__Given passage__:
▼
Cedars-Sinai Blog

Scrub and Sanitize: Why Washing Your Hands Matters

Woman washing her hands at a sink.
Michael Ben-Aderet, MD, associate medical director of Hospital Epidemiology at Cedars-Sinai.

Michael Ben-Aderet, MD

The COVID-19 pandemic has brought more attention to the importance of washing your hands to prevent the spread of viruses, germs and disease.

While washing your hands seems like a simple practice, it's key to not only reducing your risk of getting sick, but also for protecting those around you.

We talked to Dr. Michael Ben-Aderet, associate medical director of Hospital Epidemiology at Cedars-Sinai, about when we should wash our hands, the differences between soap and hand sanitizer and whether it's possible to wash your hands too much.

"While bacteria and viruses can spread in different ways, hand hygiene is a simple and effective way to prevent infections from spreading."

Why is washing our hands so essential to public health?

Dr. Michael Ben-Aderet: As human beings, we use our hands to interact with the world in many ways. Communicable illnesses are spread through contact with germs such as bacteria and viruses, and these are often spread from surface to surface by human contact, causing us to be infected.

While bacteria and viruses can spread in different ways, hand hygiene is a simple and effective way to prevent infections from spreading.

When should you wash your hands?

MBA:  As a general rule, you should be washing your hands before handling things that are going into your body or after you come into contact with germs. For example, every time you blow your nose, cough or sneeze into your hand, you're potentially coming into contact with respiratory pathogens.

Wash your hands before and after eating food, anytime you're doing food preparation, every time you use the bathroom, when you're caring for a child—like changing diapers—when caring for someone who is sick, or handling animal waste or garbage.
▲
__Task item 1__: In the hand-washing article, turn the paragraph beginning "Wash your hands before and after eating food" into a bulleted list that keeps each occasion it names.
__Task item 2__: Write the next part of the hand-washing article, picking up after its final sentence.

__Source material__:
▼
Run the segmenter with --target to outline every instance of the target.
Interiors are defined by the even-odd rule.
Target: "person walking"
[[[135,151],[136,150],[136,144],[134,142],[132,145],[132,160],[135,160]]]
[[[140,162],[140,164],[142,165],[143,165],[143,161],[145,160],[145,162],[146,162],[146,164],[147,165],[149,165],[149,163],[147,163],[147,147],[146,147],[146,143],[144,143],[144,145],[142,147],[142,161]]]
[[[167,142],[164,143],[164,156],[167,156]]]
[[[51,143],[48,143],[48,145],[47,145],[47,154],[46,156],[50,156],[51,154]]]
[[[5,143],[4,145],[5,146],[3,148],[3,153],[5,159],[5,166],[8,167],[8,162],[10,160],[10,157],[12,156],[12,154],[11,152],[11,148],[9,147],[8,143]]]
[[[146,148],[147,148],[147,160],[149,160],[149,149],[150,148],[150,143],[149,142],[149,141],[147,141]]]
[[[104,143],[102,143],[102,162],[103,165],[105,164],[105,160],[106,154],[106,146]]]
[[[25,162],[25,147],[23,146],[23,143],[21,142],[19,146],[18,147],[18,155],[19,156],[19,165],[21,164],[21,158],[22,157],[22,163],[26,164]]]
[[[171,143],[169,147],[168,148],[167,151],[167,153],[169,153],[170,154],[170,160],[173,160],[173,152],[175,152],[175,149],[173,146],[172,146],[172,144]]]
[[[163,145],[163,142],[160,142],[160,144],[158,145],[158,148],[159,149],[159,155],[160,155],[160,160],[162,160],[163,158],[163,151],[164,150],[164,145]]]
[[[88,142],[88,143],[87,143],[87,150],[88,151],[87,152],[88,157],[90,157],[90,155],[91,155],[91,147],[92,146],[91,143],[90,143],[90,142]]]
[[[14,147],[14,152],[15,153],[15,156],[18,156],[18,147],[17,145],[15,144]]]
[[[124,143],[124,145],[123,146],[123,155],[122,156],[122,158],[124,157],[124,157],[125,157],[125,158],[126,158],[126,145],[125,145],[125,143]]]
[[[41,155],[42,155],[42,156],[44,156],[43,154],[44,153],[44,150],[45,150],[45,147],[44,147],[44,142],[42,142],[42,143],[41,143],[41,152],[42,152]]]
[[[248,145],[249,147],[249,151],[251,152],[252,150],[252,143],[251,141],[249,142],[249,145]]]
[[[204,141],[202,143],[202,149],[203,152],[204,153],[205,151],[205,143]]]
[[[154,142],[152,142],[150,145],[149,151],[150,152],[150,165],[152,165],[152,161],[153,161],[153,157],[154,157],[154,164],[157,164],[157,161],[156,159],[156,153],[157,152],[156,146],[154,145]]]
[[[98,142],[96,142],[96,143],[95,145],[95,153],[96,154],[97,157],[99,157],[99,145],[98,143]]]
▲
__Exercise output 1__:
- Before and after eating food
- Anytime you're doing food preparation
- Every time you use the bathroom
- When you're caring for a child, like changing diapers
- When caring for someone who is sick
- When handling animal waste or garbage

__Exercise output 2__:
The Centers for Disease Control and Prevention offers more guidance on hand-washing and proper hand hygiene.

What is the difference between hand-washing and hand sanitizer? Is one more effective than the other? Should we be doing both?

MBA: Both hand-washing and hand sanitizer are great ways to help prevent the spread of disease.

Hand sanitizer only works on clean hands. If your hands are dirty, like if they have any oil, dirt or blood on them, this will block the hand sanitizer from working.

As long as your hands aren't soiled, using a hand sanitizer that's at least 60% alcohol is just as good as washing your hands, if not better.

Is it possible to use too much hand sanitizer or wash your hands too often?

MBA: You don't want to wash your hands so much that you break down your skin, because broken skin can harbor infectious bacteria. When washing your hands frequently, it is important to prevent breakdown by regularly moisturizing your hands with lotion.

There's no such thing as using too much hand sanitizer. Sometimes people confuse antiseptics, such as alcohol-based hand sanitizer, with antibiotics. Unlike antibiotics, bacteria doesn't become resistant to antiseptics.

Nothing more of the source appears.